### Exercise requirements
Give back exactly the lines from the "Keypoint placement for each instance of the thin" line to the final line of the records, and only those, minus any pictures.

[start of Records supplied]

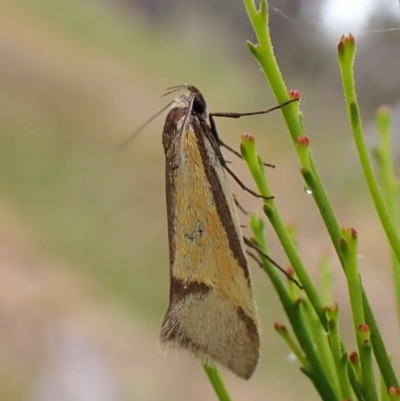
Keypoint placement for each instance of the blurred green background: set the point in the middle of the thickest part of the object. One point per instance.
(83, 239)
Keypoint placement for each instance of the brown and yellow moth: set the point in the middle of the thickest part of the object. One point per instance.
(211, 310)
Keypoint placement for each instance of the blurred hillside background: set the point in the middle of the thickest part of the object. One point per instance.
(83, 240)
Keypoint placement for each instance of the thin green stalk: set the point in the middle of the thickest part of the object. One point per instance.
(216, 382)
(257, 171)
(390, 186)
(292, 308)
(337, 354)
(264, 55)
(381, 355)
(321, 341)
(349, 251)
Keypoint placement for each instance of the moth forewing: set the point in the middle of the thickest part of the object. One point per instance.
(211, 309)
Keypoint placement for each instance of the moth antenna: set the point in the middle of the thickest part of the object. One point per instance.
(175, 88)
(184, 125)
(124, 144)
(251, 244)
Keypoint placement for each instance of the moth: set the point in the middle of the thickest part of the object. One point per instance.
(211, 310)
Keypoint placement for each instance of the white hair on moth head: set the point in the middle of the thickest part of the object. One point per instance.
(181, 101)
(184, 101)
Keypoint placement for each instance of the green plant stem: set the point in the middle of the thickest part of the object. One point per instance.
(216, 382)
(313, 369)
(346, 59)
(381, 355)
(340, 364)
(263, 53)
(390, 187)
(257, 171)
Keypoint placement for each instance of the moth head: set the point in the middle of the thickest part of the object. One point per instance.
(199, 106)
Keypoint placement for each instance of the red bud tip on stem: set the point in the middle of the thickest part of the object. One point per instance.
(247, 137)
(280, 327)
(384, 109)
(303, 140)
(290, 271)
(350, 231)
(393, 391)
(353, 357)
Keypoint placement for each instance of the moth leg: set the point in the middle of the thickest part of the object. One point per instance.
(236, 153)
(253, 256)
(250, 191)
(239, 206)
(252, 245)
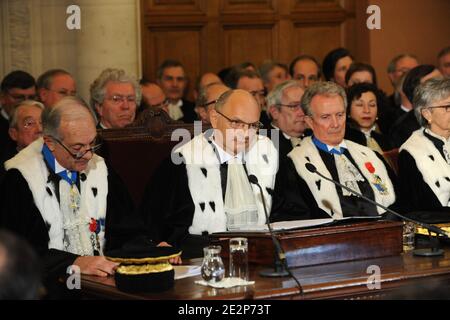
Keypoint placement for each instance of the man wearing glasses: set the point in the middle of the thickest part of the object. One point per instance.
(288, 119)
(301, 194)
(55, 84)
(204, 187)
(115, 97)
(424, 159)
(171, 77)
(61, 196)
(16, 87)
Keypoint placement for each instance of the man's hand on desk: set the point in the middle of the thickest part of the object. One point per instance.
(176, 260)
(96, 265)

[end of Records supplied]

### Solution to this task
Keypoint placement for each instance of the thin green stalk: set the point in the middle of the thickest part of the object. One point per instance.
(216, 382)
(257, 171)
(390, 186)
(292, 308)
(337, 354)
(264, 55)
(381, 355)
(321, 341)
(349, 251)
Keypoint placement for each instance of the moth forewing: set the point in the middle of the thickest part of the object. One point per instance.
(211, 309)
Keypoint placement for each instance of the moth antenna: set the point in the middle of the thickest part of the object. One point per instance.
(175, 88)
(184, 125)
(124, 144)
(251, 244)
Keypoint placement for each instance of the moth: set the point in the middle of the thickest part of the object. One point per instance.
(211, 310)
Keypoint placement for each instance of the white hair on moth head: set the point in the middle of the thickest part of the object. One point per instance.
(181, 101)
(184, 101)
Keypoint placement for each instance of the green plant stem: set the point in the middle of the thickest part of the object. One point per instance.
(216, 382)
(313, 369)
(346, 59)
(381, 355)
(340, 364)
(263, 53)
(390, 187)
(257, 171)
Keypoint placement for each instance of the moth head: set the point in the middle of the thickest part of the object. One point per instance.
(199, 106)
Keypoint placement for each instance of the red bud tip on stem: set the point in the middle of the thickest part of the object. One point per instance.
(247, 137)
(280, 327)
(384, 109)
(303, 140)
(290, 271)
(350, 231)
(393, 391)
(353, 357)
Keypoint placement for each instance of the moth leg: set the point in the middle of the thickest part of the object. One point per instance.
(236, 153)
(253, 256)
(250, 191)
(239, 206)
(252, 245)
Keypoint placement for each instance of the man wearing glasses: set the point in the middle of the thickest part of the object. One point per instance.
(288, 119)
(301, 194)
(55, 84)
(204, 187)
(115, 97)
(424, 159)
(171, 77)
(61, 196)
(16, 87)
Keypoint placement for each instance of the man's hand on desk: set the point in the middle of the thickest part of the object. One point per instance.
(176, 260)
(96, 265)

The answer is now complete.